DO THIS: Emit the entire listing verbatim.

** start **

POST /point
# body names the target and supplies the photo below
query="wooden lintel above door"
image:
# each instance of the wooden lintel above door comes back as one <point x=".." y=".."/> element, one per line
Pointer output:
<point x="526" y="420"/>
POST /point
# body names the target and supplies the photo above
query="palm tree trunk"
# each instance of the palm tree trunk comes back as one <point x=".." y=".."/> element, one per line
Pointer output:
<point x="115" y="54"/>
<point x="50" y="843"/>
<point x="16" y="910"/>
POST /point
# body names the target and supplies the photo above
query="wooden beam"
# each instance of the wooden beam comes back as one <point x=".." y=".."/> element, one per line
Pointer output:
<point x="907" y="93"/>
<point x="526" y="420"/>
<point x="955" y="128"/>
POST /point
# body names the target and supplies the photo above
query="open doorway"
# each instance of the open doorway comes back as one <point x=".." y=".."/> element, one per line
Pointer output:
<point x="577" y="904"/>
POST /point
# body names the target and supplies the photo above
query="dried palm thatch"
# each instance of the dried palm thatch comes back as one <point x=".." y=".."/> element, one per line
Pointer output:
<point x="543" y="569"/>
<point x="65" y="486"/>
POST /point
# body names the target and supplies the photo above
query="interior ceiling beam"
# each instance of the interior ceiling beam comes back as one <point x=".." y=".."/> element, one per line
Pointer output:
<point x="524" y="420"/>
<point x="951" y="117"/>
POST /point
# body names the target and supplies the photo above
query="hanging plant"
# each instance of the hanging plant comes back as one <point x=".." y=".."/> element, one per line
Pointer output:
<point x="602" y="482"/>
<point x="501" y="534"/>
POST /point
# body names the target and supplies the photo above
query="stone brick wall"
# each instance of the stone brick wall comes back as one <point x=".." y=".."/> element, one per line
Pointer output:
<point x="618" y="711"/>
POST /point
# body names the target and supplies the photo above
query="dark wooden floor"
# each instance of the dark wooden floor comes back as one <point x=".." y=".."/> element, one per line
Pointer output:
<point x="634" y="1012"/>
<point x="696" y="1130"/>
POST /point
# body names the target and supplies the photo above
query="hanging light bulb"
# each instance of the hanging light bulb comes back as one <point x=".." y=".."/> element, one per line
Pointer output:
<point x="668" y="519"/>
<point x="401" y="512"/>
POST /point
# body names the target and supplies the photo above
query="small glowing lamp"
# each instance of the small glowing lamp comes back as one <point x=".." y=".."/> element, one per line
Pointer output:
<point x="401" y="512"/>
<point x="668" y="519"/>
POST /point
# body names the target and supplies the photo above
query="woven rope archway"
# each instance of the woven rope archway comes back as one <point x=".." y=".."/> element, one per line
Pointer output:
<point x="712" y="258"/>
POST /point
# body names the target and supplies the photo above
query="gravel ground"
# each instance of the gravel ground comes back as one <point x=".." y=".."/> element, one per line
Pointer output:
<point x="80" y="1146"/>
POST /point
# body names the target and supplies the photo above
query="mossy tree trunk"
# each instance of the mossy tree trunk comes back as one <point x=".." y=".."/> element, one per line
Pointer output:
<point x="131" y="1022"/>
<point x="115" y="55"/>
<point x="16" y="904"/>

** end **

THE ANSWER:
POST /point
# body names the target and supplies the photo below
query="wooden lintel above door"
image:
# each instance of the wooden lintel above door comes back as one <point x=".." y=".."/> element, one per line
Pointer output:
<point x="526" y="420"/>
POST /point
# body names the target and supplies the photo above
query="palm tree trunk"
# each instance of the palm tree trunk comes back as one <point x=".." y=".."/> element, one per line
Pointer output:
<point x="115" y="54"/>
<point x="50" y="843"/>
<point x="16" y="910"/>
POST /point
# body names the target and supplies the photo above
query="wooden beam"
# each instance of the wooden beam comes back as one <point x=".." y=".."/> element, one per line
Pointer output:
<point x="907" y="93"/>
<point x="526" y="420"/>
<point x="955" y="128"/>
POST /point
# body names the target and supplies the photo above
query="open doorway"
# each instance of the open doorway comes back as one <point x=".." y=".."/> element, one per line
Pointer output:
<point x="577" y="904"/>
POST /point
# body names the target and supplies the photo above
query="dried palm thatch"
# each instance of the dried palm thatch comes back as one <point x=".." y=".."/> element, one per line
Pointer output:
<point x="543" y="569"/>
<point x="65" y="486"/>
POST /point
# body names the target and supplies the photo above
query="interior ceiling beam"
# each instance of the interior ceiling beam comes back as one <point x=".." y=".."/> element, one per line
Pointer output:
<point x="524" y="420"/>
<point x="951" y="117"/>
POST /point
# body names the target and supplies the photo above
query="hanging plant"
# each instance of the hanging plant comes back as one <point x=".." y=".."/> element, one per line
Pointer output:
<point x="602" y="482"/>
<point x="501" y="534"/>
POST /point
# body names the target and supplies the photo above
query="stone brick wall"
# each instance of the stone brick wall comes back as one <point x=".." y=".."/> element, one per line
Pointer output:
<point x="618" y="711"/>
POST /point
# body names the target and supplies the photo above
query="dark wooden floor"
# each instance of the dark wooden floor comes back as one <point x=".." y=".."/> element, one per line
Pointer output:
<point x="634" y="1012"/>
<point x="696" y="1130"/>
POST /point
# body names the target and supplies the photo above
query="hanging light bulb"
# each instance of the hanging light bulb comes back as one <point x=".." y=".."/> element, one per line
Pointer output:
<point x="668" y="519"/>
<point x="401" y="512"/>
POST /point
# body names the target and supplies the photo above
query="small glowing lamp"
# each instance of the small glowing lamp comes back as one <point x=".." y=".."/> element, one per line
Pointer output:
<point x="401" y="512"/>
<point x="668" y="519"/>
POST /point
# body names the target and supplies the photo above
query="woven rope archway"
# each instance of the woven rope archway comes back as one <point x=".." y=".."/> element, one per line
Pointer output:
<point x="712" y="258"/>
POST /point
# body names the target and supplies the photo above
query="gravel ground"
# each instance of the gravel ground comes back as one <point x=".." y=".."/> element, one per line
Pointer output:
<point x="80" y="1146"/>
POST /point
# body names the target and supplies the photo above
query="mossy tree trunk"
# each instance of the mossy tree trunk comes back as one <point x=".." y=".."/> element, one per line
Pointer output:
<point x="131" y="1022"/>
<point x="115" y="55"/>
<point x="16" y="904"/>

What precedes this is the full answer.